* [抜き出した文章]
三井記念病院事件(東京地判平22・2・9) 配転や業務命令拒み諭旨解雇、パワハラで不当か 懲戒事由あるが合理性欠く
「特養」の副施設長が、配転・降格を拒むなど業務命令違反を理由に諭旨解雇されたため、地位確認を求めた。東京地裁は、降格命令について、業務内容は同一で賃金減額は不当と判示。業務命令に従わず、上司を批判する上申書を出したことは、諭旨解雇事由に当たるが、背景に業務方針の対立があり、解雇という形で一方に責任を負わせるのは相当でないとして無効とした。
方針対立が背景に 一方の責任でない
筆者:弁護士 牛嶋 勉(経営法曹会議)
事案の概要
原告Xは、看護師、社会福祉士、介護支援専門員等の資格を有し、被告社会福祉法人Yの特別養護老人ホームの介護長として勤務していたところ、平成18年1月、Yの体制が介護・相談系列と、医療・看護系列の2部門に組織編成され、Xは介護・相談系列の副施設長になった。18年10月、Yは組織の2部門化が効果を上げていないとして、再度4部門に編成替えし、副施設長を廃止し、教育研修センター長に配転する旨をXに内示した。Xはこれに反発し、訴外労組に加入して配転の撤回等を要求した。

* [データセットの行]
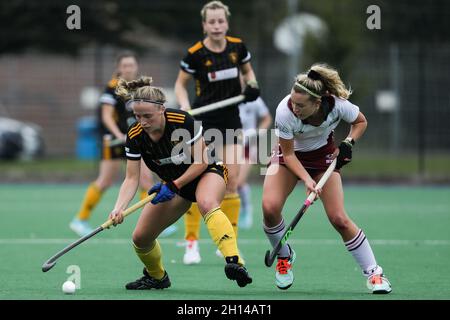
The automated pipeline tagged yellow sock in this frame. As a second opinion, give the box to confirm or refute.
[78,182,103,220]
[220,193,241,238]
[133,240,165,280]
[205,208,243,264]
[139,189,148,200]
[184,203,202,240]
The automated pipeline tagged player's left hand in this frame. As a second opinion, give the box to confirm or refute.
[243,81,260,102]
[336,140,353,169]
[148,181,178,204]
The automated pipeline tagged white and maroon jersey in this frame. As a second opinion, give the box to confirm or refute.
[239,97,269,135]
[275,94,359,152]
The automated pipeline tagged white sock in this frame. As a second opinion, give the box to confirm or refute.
[344,229,383,277]
[264,219,291,258]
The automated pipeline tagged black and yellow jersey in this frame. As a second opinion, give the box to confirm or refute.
[98,78,136,136]
[125,108,203,181]
[180,36,251,129]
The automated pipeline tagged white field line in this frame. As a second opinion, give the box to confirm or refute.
[0,238,450,246]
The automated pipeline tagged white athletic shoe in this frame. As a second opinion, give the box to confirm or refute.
[183,240,202,264]
[159,224,178,238]
[275,247,296,290]
[367,274,392,294]
[69,218,94,237]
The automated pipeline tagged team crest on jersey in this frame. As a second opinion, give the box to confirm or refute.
[228,52,237,64]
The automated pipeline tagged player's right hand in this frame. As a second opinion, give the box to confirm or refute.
[109,209,123,227]
[305,179,322,200]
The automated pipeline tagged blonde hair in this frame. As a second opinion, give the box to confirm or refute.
[116,77,166,105]
[200,1,231,22]
[292,63,352,99]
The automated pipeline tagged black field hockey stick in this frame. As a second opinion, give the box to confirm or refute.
[42,193,156,272]
[264,159,336,267]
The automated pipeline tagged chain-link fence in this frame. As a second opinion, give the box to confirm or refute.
[0,1,450,178]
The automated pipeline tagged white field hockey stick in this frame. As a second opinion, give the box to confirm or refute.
[109,94,245,147]
[188,94,245,116]
[42,192,157,272]
[264,159,337,267]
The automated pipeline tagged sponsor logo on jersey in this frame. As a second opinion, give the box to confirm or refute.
[228,52,237,64]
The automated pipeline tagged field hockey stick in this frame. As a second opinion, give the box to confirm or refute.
[188,94,245,116]
[264,159,337,267]
[42,193,156,272]
[108,139,125,148]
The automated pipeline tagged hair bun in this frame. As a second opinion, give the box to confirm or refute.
[308,69,321,80]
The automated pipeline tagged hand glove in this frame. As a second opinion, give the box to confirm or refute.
[336,139,353,169]
[243,81,260,102]
[148,181,179,204]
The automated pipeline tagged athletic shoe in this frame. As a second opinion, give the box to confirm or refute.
[125,268,170,290]
[183,240,202,264]
[367,274,392,294]
[275,246,296,290]
[69,218,94,237]
[225,256,253,287]
[159,224,178,238]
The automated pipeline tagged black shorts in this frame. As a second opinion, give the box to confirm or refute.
[178,163,228,202]
[101,139,127,160]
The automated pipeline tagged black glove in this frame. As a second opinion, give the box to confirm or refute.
[243,81,260,102]
[336,139,355,169]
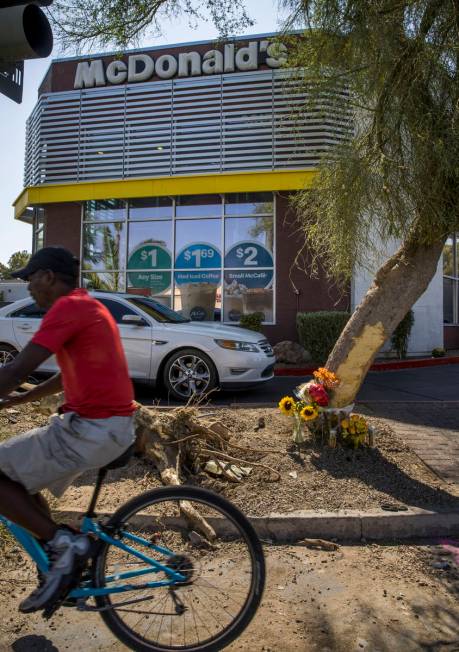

* [あなたの課題]
A: 三井記念病院事件の文章から、「三井記念病院事件(東京地判平22・2・9) 配転や業務命令拒み諭旨解雇、パワハラで不当か 懲戒事由あるが合理性欠く」から「して配転の撤回等を要求した。」までの部分を、一字も変えずに抜き出してください。
B: 三井記念病院事件の文章にある「Xはこれに反発し、訴外労組に加入して配転の撤回等を要求した。」という一文を英語に訳してください。
C: 三井記念病院事件の文章の続きを、最後の文のあとから書いてください。

* [課題の答え]
A:
三井記念病院事件(東京地判平22・2・9) 配転や業務命令拒み諭旨解雇、パワハラで不当か 懲戒事由あるが合理性欠く
「特養」の副施設長が、配転・降格を拒むなど業務命令違反を理由に諭旨解雇されたため、地位確認を求めた。東京地裁は、降格命令について、業務内容は同一で賃金減額は不当と判示。業務命令に従わず、上司を批判する上申書を出したことは、諭旨解雇事由に当たるが、背景に業務方針の対立があり、解雇という形で一方に責任を負わせるのは相当でないとして無効とした。
方針対立が背景に 一方の責任でない
筆者:弁護士 牛嶋 勉(経営法曹会議)
事案の概要
原告Xは、看護師、社会福祉士、介護支援専門員等の資格を有し、被告社会福祉法人Yの特別養護老人ホームの介護長として勤務していたところ、平成18年1月、Yの体制が介護・相談系列と、医療・看護系列の2部門に組織編成され、Xは介護・相談系列の副施設長になった。18年10月、Yは組織の2部門化が効果を上げていないとして、再度4部門に編成替えし、副施設長を廃止し、教育研修センター長に配転する旨をXに内示した。Xはこれに反発し、訴外労組に加入して配転の撤回等を要求した。

B: X opposed this, joined a labor union that was not a party to the lawsuit, and demanded, among other things, that the transfer be withdrawn.

C:
Yは、改めて特命事項として右業務への従事をXに通知し、12月1日付で教育研修センターへの配転を命じた。同センターには他の職員がいなかった。Xは、争う権利を留保して異動に応じた。
Yは、19年2月にXを教育研修センター長から解任し、同センター職員とした。これによりXの給与月額約50万円は約3万円減額された。その後、Xは、病院長やY代表理事宛に、A施設長らを批判し、不当に降格されたなどの主張を記載した「上申書」を提出した。